── Data rows

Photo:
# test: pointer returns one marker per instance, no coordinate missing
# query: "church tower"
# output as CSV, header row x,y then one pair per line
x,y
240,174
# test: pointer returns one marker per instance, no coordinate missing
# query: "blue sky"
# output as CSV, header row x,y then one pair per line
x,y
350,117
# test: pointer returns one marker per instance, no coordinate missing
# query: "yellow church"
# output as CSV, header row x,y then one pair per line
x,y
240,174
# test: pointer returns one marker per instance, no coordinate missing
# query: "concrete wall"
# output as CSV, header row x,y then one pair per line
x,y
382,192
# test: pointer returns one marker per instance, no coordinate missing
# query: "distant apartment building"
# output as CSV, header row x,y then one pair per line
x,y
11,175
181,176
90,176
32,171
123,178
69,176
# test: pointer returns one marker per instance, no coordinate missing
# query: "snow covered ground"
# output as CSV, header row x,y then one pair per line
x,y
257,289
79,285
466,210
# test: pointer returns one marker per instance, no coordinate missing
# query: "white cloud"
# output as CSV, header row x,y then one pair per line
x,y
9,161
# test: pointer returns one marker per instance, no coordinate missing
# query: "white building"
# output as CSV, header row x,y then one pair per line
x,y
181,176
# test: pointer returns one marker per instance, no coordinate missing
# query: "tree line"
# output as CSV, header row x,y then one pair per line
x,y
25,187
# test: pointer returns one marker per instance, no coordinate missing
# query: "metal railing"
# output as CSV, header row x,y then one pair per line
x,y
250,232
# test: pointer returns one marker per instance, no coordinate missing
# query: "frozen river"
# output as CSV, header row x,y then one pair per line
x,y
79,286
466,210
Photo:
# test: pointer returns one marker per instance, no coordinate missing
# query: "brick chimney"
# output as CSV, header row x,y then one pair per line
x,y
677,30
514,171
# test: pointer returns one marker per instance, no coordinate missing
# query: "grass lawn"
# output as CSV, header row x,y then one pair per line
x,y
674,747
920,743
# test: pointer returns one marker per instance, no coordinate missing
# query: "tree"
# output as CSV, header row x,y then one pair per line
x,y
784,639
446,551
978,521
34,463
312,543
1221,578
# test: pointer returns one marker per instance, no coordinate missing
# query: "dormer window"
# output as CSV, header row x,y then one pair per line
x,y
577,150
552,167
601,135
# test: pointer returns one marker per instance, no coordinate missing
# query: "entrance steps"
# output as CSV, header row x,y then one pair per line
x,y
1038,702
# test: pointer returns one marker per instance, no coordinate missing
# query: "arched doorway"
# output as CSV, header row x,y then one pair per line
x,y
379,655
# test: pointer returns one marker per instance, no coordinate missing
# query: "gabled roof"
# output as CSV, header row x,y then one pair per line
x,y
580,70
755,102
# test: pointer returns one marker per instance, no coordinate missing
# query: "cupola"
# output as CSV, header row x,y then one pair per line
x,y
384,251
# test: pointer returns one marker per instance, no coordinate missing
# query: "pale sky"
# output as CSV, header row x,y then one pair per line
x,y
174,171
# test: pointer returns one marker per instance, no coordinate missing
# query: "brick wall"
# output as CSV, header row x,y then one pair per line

────

=== Task requirements ===
Reproduce all of the material above word for word.

=== Exercise result ===
Photo:
# test: pointer returns one marker per instance, no coordinate missing
# query: "church tower"
# output as CSV, header row x,y then one pair per line
x,y
240,174
# test: pointer returns one marker per instance, no coordinate missing
# query: "blue sky"
# output as CSV, header row x,y then one pair per line
x,y
350,117
# test: pointer returns one marker per instance, no coordinate missing
# query: "yellow church"
# output as CSV, header row x,y then one pair per line
x,y
240,174
# test: pointer returns one marker per instance, no coordinate missing
# query: "concrete wall"
# output as CSV, header row x,y then one pair per line
x,y
382,192
# test: pointer returns one marker per instance, no coordinate missing
# query: "distant apartment building"
# output as CSV, header row x,y then one pair per line
x,y
11,175
181,176
90,176
32,171
123,178
69,176
# test: pointer returns one marker per instance, no coordinate missing
# query: "snow covered ground"
# output as CSV, header row x,y then one pair per line
x,y
257,289
79,285
466,210
# test: pointer returns one marker per instance, no coordinate missing
# query: "white cloud"
# output as CSV, header row x,y then one pair per line
x,y
9,161
# test: pointer returns one marker per instance, no coordinate missing
# query: "white building"
# output as CSV, header row x,y then one pair per line
x,y
181,176
# test: pointer returns one marker per instance, no coordinate missing
# query: "tree line"
# output as CSV, header row x,y then one pair per line
x,y
25,187
# test: pointer returns one marker per instance, no coordinate missing
# query: "metal railing"
# output as CSV, header row x,y then one pair per line
x,y
250,232
# test: pointer returns one marker per instance, no coordinate missing
# query: "frozen river"
# output as CSV, header row x,y then one pair per line
x,y
79,286
466,210
Photo:
# test: pointer returns one marker per instance, no coordinate missing
# query: "brick chimney"
# output as CSV, header row x,y then one pair per line
x,y
677,30
514,171
# test: pointer returns one marker per instance, no coordinate missing
# query: "grass lawn"
# output as CSV, header row x,y then one pair per line
x,y
674,747
920,743
# test: pointer returns one marker per instance, no coordinate missing
# query: "tree"
# output as CSV, header row x,y then one pair per line
x,y
784,639
446,551
978,521
34,463
312,543
1221,578
# test: pointer returns one marker per instance, no coordinate missing
# query: "dormer window"
# output as CSV, header row x,y then one pair per line
x,y
577,150
552,167
601,135
# test: pointer returns one marker per instance, no coordinate missing
# query: "entrance steps"
# output as CSV, header row x,y then one pair per line
x,y
1038,702
# test: pointer returns one marker per instance, no coordinate missing
# query: "arched doorway"
# output as CSV, header row x,y then one pair per line
x,y
379,655
# test: pointer returns one marker per instance, no coordinate missing
# query: "gabled roof"
# output as CSV, header row x,y then one pair per line
x,y
580,70
755,102
# test: pointer returns one marker per instance, no coordinate missing
# query: "cupola"
# output as CSV, header row x,y then one pair per line
x,y
384,251
# test: pointer returns one marker per instance, no coordinate missing
# query: "pale sky"
# output as CSV, header row x,y then one pair per line
x,y
174,171
# test: pointer returns one marker per instance, no coordinate missing
# query: "brick wall"
# output as CSV, header row x,y then one pair per line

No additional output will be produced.